[[ PROVIDED ENTRIES open ]]

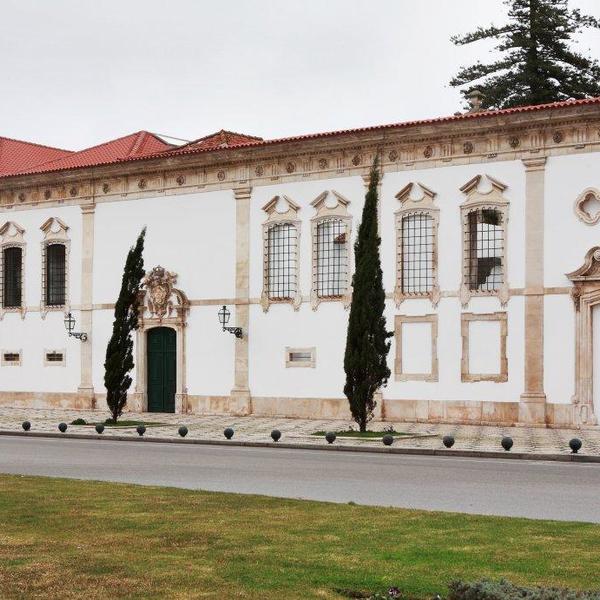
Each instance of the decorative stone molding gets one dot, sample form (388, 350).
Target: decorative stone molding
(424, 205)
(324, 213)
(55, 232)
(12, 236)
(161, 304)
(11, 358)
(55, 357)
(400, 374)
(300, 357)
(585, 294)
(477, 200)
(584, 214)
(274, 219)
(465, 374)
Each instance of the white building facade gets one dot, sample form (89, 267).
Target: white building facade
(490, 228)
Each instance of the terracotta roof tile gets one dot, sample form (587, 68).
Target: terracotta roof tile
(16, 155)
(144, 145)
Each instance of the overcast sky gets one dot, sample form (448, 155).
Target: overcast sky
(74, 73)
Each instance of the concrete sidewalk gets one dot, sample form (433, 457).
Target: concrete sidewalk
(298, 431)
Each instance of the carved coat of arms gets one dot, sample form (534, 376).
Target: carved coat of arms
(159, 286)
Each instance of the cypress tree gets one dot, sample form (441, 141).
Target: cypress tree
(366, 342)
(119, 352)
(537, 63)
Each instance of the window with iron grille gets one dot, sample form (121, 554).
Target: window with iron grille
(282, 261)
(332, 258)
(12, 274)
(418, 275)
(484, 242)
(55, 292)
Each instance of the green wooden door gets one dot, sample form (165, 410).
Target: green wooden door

[[ PROVIDED ENTRIES closed ]]

*PROBLEM:* Reproduce exactly the stretch of lines that starts at the one containing "Target: cypress tree" and ends with the final line of the data, including both ends and nothing more.

*ANSWER FOR THIS EXERCISE:*
Target: cypress tree
(366, 342)
(119, 352)
(537, 63)
Each instance of the window with iron grille gets one dot, sample form (121, 554).
Target: window with iron grille
(282, 261)
(332, 258)
(12, 274)
(418, 275)
(484, 242)
(55, 292)
Each instance of the green wooden door gets one dot, sample form (165, 410).
Target: green wooden door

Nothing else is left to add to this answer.